____ DOCUMENT PASSAGE
The U.S. Department of Agriculture and the Department of Health and Human Services recently reported the status of steps designed to further prevent bovine spongiform encephalopathy (BSE) in U.S. cattle, including doubling the number of BSE tests the government will conduct this fiscal year compared to the previous year.
USDA, HHS, as well as other federal and state agencies, are working together to continue strengthening protection systems to prevent BSE from entering the country.
USDA and HHS are reporting the status of the action steps first outlined Nov. 30, 2001. following the release of the landmark risk analysis on BSE conducted by Harvard University. The report showed that the risk of BSE occurring in the United States is extremely low.
The report showed that early protection systems put into place by USDA and HHS have been largely responsible for keeping BSE out of the United States and would prevent it from spreading if it ever did enter the country.
Even so, USDA Secretary Ann M. Veneman and HHS Secretary Tommy Thompson last year outlined a series of actions to continue strengthening programs to reduce the risk even further.
“We will remain vigilant and are committed to taking the appropriate steps to keep BSE out of the United States,” said Veneman. “In addition to being on track to double our testing this year, we are moving forward on a series of action items to strengthen our prevention programs.”
HHS Secretary Tommy Thompson added, “We continue to take strong actions and keep our vigilance high to prevent this disease from entering this country. If we ever did face a situation, we want to ensure that strong systems are in place to prevent its potential spread to the animal or human food chain.”
The three-year Harvard study is the most comprehensive U.S. study of BSE and its potential risk factors. It is the second comprehensive independent analysis conducted in recent years examining prevention measures being taken in the United States related to BSE.
The series of recent actions by federal agencies include:
A peer review of the Harvard study by outside experts is underway by a team of independent scientists to determine the accuracy of the approaches and assumptions of the model.
________
____ INFORMATION PROVIDED
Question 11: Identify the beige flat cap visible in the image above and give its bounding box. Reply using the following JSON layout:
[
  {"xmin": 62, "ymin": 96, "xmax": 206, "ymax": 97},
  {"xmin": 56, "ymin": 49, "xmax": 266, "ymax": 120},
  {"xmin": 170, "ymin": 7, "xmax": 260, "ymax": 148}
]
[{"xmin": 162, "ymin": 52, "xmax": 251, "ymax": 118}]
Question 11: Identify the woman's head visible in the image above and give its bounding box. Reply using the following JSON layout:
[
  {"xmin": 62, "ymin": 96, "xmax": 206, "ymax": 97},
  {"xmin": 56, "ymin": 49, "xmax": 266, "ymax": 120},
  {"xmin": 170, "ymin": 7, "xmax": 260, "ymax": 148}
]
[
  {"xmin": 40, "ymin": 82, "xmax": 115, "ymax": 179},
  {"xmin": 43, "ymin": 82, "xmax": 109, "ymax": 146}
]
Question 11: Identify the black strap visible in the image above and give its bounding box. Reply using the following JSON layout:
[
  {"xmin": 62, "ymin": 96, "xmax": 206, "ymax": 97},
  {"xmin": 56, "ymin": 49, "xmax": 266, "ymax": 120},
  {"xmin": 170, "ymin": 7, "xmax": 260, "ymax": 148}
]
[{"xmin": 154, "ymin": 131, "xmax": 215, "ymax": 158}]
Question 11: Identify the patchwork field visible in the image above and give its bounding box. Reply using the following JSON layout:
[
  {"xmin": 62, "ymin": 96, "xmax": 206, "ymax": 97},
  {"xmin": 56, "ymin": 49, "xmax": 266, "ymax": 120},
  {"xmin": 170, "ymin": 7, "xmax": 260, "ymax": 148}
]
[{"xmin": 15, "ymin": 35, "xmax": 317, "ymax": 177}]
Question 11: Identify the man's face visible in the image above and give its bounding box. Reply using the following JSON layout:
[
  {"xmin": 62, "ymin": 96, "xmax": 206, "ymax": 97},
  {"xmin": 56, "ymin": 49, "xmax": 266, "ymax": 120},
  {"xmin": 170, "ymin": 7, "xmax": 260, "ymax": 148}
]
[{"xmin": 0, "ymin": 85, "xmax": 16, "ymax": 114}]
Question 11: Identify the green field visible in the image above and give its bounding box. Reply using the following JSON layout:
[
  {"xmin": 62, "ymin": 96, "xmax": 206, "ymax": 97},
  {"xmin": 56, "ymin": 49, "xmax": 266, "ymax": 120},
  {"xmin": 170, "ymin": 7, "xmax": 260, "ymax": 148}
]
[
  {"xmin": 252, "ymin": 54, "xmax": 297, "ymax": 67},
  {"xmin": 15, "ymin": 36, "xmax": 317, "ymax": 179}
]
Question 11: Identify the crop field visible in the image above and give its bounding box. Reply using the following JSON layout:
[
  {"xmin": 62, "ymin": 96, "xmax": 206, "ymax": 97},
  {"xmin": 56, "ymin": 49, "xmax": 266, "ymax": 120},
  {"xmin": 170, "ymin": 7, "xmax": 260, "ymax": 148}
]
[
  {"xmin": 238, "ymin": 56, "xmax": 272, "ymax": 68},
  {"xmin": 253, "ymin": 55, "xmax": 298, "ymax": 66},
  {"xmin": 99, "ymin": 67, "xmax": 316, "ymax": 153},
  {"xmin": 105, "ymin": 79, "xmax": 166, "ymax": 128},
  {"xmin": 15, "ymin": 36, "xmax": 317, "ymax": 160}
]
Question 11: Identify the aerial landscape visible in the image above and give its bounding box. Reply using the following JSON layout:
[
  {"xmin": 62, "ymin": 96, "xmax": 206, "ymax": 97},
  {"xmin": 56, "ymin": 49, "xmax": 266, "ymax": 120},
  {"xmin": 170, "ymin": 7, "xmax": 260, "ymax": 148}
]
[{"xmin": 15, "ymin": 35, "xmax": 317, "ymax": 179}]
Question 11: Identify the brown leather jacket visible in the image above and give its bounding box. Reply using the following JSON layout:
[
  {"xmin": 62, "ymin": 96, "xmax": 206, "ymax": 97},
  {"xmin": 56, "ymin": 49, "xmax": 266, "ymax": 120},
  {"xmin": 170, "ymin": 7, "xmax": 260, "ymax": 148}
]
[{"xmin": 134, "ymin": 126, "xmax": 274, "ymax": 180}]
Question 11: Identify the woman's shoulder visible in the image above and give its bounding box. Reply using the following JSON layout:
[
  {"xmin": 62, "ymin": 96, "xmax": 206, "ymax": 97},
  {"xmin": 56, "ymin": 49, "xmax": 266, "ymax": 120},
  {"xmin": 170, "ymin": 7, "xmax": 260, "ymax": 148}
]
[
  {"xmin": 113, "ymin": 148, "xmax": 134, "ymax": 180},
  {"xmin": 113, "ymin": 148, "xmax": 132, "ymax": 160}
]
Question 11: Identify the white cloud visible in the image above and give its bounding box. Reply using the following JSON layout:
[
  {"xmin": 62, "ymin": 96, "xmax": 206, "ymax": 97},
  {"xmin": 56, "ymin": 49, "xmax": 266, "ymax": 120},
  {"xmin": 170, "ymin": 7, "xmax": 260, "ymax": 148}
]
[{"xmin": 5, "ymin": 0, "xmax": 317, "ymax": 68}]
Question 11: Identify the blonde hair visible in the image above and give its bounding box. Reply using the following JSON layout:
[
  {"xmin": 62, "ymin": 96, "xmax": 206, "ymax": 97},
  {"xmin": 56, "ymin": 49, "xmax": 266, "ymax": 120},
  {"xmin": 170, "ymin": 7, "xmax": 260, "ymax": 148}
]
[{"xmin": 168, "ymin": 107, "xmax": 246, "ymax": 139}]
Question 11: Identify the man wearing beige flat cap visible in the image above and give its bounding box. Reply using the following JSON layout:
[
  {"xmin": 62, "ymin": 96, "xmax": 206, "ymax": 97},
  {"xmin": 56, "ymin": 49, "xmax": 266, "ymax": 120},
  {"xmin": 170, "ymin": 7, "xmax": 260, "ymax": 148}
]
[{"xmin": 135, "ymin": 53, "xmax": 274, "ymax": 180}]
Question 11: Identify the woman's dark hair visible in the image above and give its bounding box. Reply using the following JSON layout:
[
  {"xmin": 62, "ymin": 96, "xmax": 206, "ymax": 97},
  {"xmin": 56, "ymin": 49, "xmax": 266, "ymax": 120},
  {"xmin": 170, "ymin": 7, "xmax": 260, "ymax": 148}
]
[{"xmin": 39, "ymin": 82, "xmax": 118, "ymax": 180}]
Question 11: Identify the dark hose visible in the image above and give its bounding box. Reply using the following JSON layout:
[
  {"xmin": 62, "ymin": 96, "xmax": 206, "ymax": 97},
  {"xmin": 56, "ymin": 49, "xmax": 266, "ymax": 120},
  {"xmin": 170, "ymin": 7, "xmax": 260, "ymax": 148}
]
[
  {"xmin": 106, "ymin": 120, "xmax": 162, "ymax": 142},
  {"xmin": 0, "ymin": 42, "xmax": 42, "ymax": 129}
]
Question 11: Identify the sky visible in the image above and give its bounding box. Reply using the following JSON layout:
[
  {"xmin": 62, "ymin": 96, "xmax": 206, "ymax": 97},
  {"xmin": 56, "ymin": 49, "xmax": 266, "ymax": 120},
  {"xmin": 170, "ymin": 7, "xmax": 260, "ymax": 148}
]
________
WORK INSTRUCTION A: Revise the BSE prevention report from "USDA and HHS are" to "risk even further.", replacing "extremely low" with "very low".
WORK INSTRUCTION B: Translate this sentence from the BSE prevention report into Spanish: "The report showed that the risk of BSE occurring in the United States is extremely low."
WORK INSTRUCTION C: Carry the BSE prevention report forward from the point where it stops.

TASK OUTPUT A:
USDA and HHS are reporting the status of the action steps first outlined Nov. 30, 2001. following the release of the landmark risk analysis on BSE conducted by Harvard University. The report showed that the risk of BSE occurring in the United States is very low.
The report showed that early protection systems put into place by USDA and HHS have been largely responsible for keeping BSE out of the United States and would prevent it from spreading if it ever did enter the country.
Even so, USDA Secretary Ann M. Veneman and HHS Secretary Tommy Thompson last year outlined a series of actions to continue strengthening programs to reduce the risk even further.

TASK OUTPUT B: El informe mostró que el riesgo de que se produzca la EEB en los Estados Unidos es extremadamente bajo.

TASK OUTPUT C:
USDA's Animal and Plant Health Inspection Service (APHIS) is on track to double testing for BSE in cattle this year. The target for fiscal 2002 is 12,500 compared to approximately 5,200 sampled in 2001. The increase includes testing deceased cattle from farms.
The fiscal 2003 USDA budget includes record-level funding for pest and disease prevention and food safety programs, including $8 million for increased BSE surveillance and laboratory activities by APHIS, with $3 million going directly to the states to help collect an increased number of samples.
An additional $2 million is requested for USDA's Agricultural Research Service to further study BSE.
USDA is on track to increase the number of inspectors at ports of entry with its 2003 budget, proposing to bring staffing levels to more than 4,000, up from 2500 personnel at the beginning of fiscal 2001.
The Defense Appropriations Supplemental Act, approved by the president in January, provides $328 million for increased homeland security protections.
These resources will strengthen the coordination and planning of federal programs by increasing overseas inspection capabilities, provide funding to integrate computer technologies among federal agencies, fund critical laboratory renovations to improve testing capabilities and invest in new detection systems, such as x-ray equipment, among other priorities.
USDA's Food Safety and Inspection Service (FSIS) published for comment a current thinking paper in the Jan. 17, 2002 Federal Register outlining additional regulatory actions it may take to further reduce the potential risk of BSE and to ensure that potentially infectious materials does not enter the U.S. food supply.